* _EXERCISE OBJECTIVE_
Restate each entry below without changing a word.

* _THE INPUT_
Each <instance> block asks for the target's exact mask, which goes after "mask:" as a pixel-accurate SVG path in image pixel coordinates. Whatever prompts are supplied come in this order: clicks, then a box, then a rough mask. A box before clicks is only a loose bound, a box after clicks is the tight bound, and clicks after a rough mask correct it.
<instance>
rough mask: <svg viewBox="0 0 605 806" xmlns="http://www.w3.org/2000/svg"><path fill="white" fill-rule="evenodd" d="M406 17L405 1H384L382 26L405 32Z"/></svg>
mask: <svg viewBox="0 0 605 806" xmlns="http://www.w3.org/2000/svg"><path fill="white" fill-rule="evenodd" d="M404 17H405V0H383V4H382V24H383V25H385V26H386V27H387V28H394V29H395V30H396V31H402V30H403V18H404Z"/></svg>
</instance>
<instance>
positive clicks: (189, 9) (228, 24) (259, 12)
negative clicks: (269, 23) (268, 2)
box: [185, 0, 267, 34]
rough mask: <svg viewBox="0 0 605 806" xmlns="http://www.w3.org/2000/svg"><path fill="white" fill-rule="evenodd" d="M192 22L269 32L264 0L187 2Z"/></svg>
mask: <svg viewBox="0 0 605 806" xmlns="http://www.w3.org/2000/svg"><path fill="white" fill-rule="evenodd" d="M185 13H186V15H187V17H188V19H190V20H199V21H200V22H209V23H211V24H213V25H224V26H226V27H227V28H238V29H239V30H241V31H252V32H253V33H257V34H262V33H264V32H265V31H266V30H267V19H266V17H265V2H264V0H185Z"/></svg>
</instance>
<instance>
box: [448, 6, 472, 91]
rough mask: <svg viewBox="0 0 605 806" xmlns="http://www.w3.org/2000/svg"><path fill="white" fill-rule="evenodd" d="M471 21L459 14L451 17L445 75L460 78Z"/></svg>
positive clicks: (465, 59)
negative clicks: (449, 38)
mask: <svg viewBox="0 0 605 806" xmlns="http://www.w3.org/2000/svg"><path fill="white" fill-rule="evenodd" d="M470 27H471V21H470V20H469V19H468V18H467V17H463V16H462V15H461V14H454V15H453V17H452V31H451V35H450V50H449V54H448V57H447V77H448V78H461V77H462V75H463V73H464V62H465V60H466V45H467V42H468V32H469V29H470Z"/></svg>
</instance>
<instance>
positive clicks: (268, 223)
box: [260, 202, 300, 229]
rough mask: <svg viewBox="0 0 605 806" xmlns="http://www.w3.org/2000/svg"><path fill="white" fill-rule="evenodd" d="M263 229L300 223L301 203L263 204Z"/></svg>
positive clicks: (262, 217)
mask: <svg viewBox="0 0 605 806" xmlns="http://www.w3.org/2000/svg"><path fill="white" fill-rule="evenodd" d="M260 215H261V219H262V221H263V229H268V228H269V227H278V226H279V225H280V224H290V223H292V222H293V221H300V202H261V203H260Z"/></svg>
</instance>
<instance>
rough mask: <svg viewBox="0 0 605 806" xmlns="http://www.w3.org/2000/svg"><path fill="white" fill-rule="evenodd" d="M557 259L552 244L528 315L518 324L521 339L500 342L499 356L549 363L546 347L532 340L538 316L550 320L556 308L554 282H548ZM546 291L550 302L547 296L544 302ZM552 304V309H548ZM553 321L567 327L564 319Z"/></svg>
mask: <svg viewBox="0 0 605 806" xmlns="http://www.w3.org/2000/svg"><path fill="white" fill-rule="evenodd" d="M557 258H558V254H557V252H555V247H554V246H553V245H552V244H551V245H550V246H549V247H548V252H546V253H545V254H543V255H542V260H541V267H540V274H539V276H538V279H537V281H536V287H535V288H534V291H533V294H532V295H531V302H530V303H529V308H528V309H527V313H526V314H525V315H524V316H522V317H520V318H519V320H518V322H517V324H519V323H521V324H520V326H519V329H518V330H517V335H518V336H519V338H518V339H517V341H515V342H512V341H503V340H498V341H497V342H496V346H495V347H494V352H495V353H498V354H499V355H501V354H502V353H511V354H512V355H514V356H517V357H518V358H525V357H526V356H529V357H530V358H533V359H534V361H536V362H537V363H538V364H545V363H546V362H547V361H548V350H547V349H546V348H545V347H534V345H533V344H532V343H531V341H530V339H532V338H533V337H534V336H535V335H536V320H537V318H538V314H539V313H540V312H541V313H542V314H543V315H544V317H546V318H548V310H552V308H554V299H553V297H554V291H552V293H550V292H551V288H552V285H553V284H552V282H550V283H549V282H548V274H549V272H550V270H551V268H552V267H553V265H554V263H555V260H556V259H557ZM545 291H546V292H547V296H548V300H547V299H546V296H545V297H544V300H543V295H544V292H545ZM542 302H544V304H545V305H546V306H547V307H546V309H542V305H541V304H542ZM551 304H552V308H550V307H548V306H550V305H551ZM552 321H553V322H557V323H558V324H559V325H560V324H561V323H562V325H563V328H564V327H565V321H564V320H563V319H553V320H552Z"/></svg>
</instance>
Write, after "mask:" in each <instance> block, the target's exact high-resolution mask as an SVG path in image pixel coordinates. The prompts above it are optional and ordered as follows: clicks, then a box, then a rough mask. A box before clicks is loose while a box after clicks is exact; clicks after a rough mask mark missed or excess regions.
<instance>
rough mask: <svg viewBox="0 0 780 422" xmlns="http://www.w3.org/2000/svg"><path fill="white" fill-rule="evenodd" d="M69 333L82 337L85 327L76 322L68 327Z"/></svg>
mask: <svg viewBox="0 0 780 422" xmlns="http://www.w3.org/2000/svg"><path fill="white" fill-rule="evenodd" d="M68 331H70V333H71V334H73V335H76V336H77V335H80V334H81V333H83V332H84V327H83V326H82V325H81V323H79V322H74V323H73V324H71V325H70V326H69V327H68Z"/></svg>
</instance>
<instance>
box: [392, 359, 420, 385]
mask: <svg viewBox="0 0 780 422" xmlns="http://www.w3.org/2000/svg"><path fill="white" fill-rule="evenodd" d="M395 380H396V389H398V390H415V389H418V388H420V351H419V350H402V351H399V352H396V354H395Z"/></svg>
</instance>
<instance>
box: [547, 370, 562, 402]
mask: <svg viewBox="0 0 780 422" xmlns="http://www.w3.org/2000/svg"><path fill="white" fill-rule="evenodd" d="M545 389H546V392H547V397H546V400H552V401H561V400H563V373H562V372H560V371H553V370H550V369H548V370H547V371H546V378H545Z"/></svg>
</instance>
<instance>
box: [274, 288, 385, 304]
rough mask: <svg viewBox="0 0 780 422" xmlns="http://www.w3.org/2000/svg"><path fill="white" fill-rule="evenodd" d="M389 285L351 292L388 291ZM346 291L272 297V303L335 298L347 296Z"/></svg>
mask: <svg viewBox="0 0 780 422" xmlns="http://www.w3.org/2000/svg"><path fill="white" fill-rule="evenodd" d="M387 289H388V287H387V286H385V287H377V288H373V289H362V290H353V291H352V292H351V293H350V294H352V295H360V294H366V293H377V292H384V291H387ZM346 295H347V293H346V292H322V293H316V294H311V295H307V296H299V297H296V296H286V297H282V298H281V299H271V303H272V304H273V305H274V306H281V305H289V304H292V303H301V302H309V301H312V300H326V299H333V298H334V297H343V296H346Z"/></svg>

* _ANSWER BELOW_
Each <instance> block asks for the target's exact mask, which goes after "mask:" as a pixel-accurate SVG path in image pixel coordinates. Whatever prompts are supplied come in this order: clicks, then a box, then a rough mask. A box before clicks is only a loose bound, a box after clicks is the tight bound, and clicks after a rough mask correct it.
<instance>
rough mask: <svg viewBox="0 0 605 806" xmlns="http://www.w3.org/2000/svg"><path fill="white" fill-rule="evenodd" d="M406 17L405 1H384L382 26L405 32Z"/></svg>
mask: <svg viewBox="0 0 605 806" xmlns="http://www.w3.org/2000/svg"><path fill="white" fill-rule="evenodd" d="M404 17H405V0H383V4H382V24H383V25H385V26H386V27H387V28H394V29H395V30H396V31H402V30H403V18H404Z"/></svg>
</instance>
<instance>
positive clicks: (189, 9) (228, 24) (259, 12)
negative clicks: (269, 23) (268, 2)
box: [185, 0, 267, 34]
rough mask: <svg viewBox="0 0 605 806" xmlns="http://www.w3.org/2000/svg"><path fill="white" fill-rule="evenodd" d="M192 22L269 32L264 0L187 2Z"/></svg>
mask: <svg viewBox="0 0 605 806" xmlns="http://www.w3.org/2000/svg"><path fill="white" fill-rule="evenodd" d="M185 13H186V15H187V17H188V19H190V20H199V21H200V22H209V23H211V24H213V25H224V26H226V27H227V28H238V29H239V30H241V31H252V32H253V33H257V34H262V33H264V32H265V31H266V30H267V19H266V17H265V2H264V0H185Z"/></svg>
</instance>
<instance>
box: [448, 6, 472, 91]
rough mask: <svg viewBox="0 0 605 806" xmlns="http://www.w3.org/2000/svg"><path fill="white" fill-rule="evenodd" d="M471 21L459 14L451 17L445 75L460 78Z"/></svg>
positive clicks: (465, 59)
negative clicks: (449, 38)
mask: <svg viewBox="0 0 605 806" xmlns="http://www.w3.org/2000/svg"><path fill="white" fill-rule="evenodd" d="M470 27H471V21H470V20H469V19H468V18H467V17H463V16H462V15H461V14H454V15H453V17H452V31H451V35H450V50H449V54H448V57H447V77H448V78H461V77H462V75H463V73H464V62H465V60H466V45H467V42H468V32H469V29H470Z"/></svg>
</instance>
<instance>
positive clicks: (268, 223)
box: [260, 202, 300, 229]
rough mask: <svg viewBox="0 0 605 806" xmlns="http://www.w3.org/2000/svg"><path fill="white" fill-rule="evenodd" d="M263 229L300 223L301 203L263 204Z"/></svg>
positive clicks: (262, 217)
mask: <svg viewBox="0 0 605 806" xmlns="http://www.w3.org/2000/svg"><path fill="white" fill-rule="evenodd" d="M260 215H261V219H262V221H263V229H268V228H269V227H278V226H279V225H280V224H290V223H292V222H293V221H300V202H261V203H260Z"/></svg>
</instance>
<instance>
rough mask: <svg viewBox="0 0 605 806" xmlns="http://www.w3.org/2000/svg"><path fill="white" fill-rule="evenodd" d="M557 259L552 244L528 315L518 324L521 339L500 342L499 356L549 363L546 347L532 340L538 316L550 320L556 308L554 282H548ZM546 291L550 302L547 296L544 302ZM552 304V309H548ZM553 321L567 327L564 319Z"/></svg>
mask: <svg viewBox="0 0 605 806" xmlns="http://www.w3.org/2000/svg"><path fill="white" fill-rule="evenodd" d="M557 258H558V254H557V252H555V247H554V246H553V245H552V244H551V245H550V246H549V247H548V252H546V253H545V254H543V255H542V260H541V267H540V274H539V276H538V279H537V281H536V287H535V288H534V291H533V294H532V295H531V302H530V303H529V308H528V309H527V313H526V314H525V315H524V316H522V317H520V318H519V320H518V322H517V324H519V323H521V324H520V326H519V329H518V330H517V335H518V336H519V338H518V339H517V341H515V342H512V341H503V340H498V341H497V342H496V346H495V347H494V352H495V353H498V354H499V355H501V354H502V353H511V354H512V355H514V356H517V357H518V358H525V357H526V356H529V357H530V358H533V359H534V361H536V362H537V363H538V364H545V363H546V362H547V361H548V350H547V349H546V348H545V347H534V345H533V344H532V343H531V341H530V339H532V338H533V337H534V336H535V335H536V320H537V318H538V314H539V313H540V312H541V313H542V314H543V315H544V317H546V318H548V310H552V308H554V299H553V297H554V291H552V293H550V292H551V288H552V285H553V284H552V282H550V283H549V282H548V274H549V272H550V270H551V268H552V267H553V265H554V263H555V260H556V259H557ZM545 291H546V292H547V296H548V300H547V299H546V296H545V297H544V300H543V295H544V292H545ZM542 302H544V304H545V305H546V306H547V307H546V309H542V305H541V304H542ZM551 304H552V308H550V307H548V306H550V305H551ZM552 321H553V322H557V323H558V324H559V325H560V324H561V323H562V325H563V328H564V327H565V321H564V320H563V319H553V320H552Z"/></svg>
</instance>
Write, after "mask:" in each <instance> block, the target's exact high-resolution mask as an SVG path in image pixel coordinates. The prompts above it are optional and ordered as follows: clicks, then a box, then a rough mask. A box before clicks is loose while a box after clicks is exact; clicks after a rough mask mark missed or excess regions.
<instance>
rough mask: <svg viewBox="0 0 780 422" xmlns="http://www.w3.org/2000/svg"><path fill="white" fill-rule="evenodd" d="M69 333L82 337L85 327L76 322L68 327Z"/></svg>
mask: <svg viewBox="0 0 780 422" xmlns="http://www.w3.org/2000/svg"><path fill="white" fill-rule="evenodd" d="M68 331H70V333H71V334H73V335H76V336H77V335H80V334H81V333H83V332H84V327H83V326H82V325H81V323H79V322H74V323H73V324H71V325H70V326H69V327H68Z"/></svg>
</instance>
<instance>
box: [392, 359, 420, 385]
mask: <svg viewBox="0 0 780 422" xmlns="http://www.w3.org/2000/svg"><path fill="white" fill-rule="evenodd" d="M395 380H396V389H398V390H415V389H418V388H420V351H419V350H402V351H399V352H396V354H395Z"/></svg>
</instance>
<instance>
box: [547, 370, 562, 402]
mask: <svg viewBox="0 0 780 422" xmlns="http://www.w3.org/2000/svg"><path fill="white" fill-rule="evenodd" d="M545 389H546V392H547V397H546V400H552V401H561V400H563V373H562V372H560V371H553V370H550V369H548V370H547V371H546V378H545Z"/></svg>
</instance>
<instance>
box: [274, 288, 385, 304]
rough mask: <svg viewBox="0 0 780 422" xmlns="http://www.w3.org/2000/svg"><path fill="white" fill-rule="evenodd" d="M389 285L351 292L388 291ZM346 291L272 297V303L335 298L347 296Z"/></svg>
mask: <svg viewBox="0 0 780 422" xmlns="http://www.w3.org/2000/svg"><path fill="white" fill-rule="evenodd" d="M387 289H388V287H387V286H385V287H377V288H373V289H362V290H353V291H352V292H351V293H350V294H352V295H360V294H366V293H377V292H384V291H387ZM346 295H347V293H346V292H322V293H316V294H311V295H307V296H299V297H296V296H286V297H282V298H281V299H271V303H272V304H273V305H274V306H281V305H289V304H292V303H301V302H309V301H312V300H326V299H333V298H334V297H343V296H346Z"/></svg>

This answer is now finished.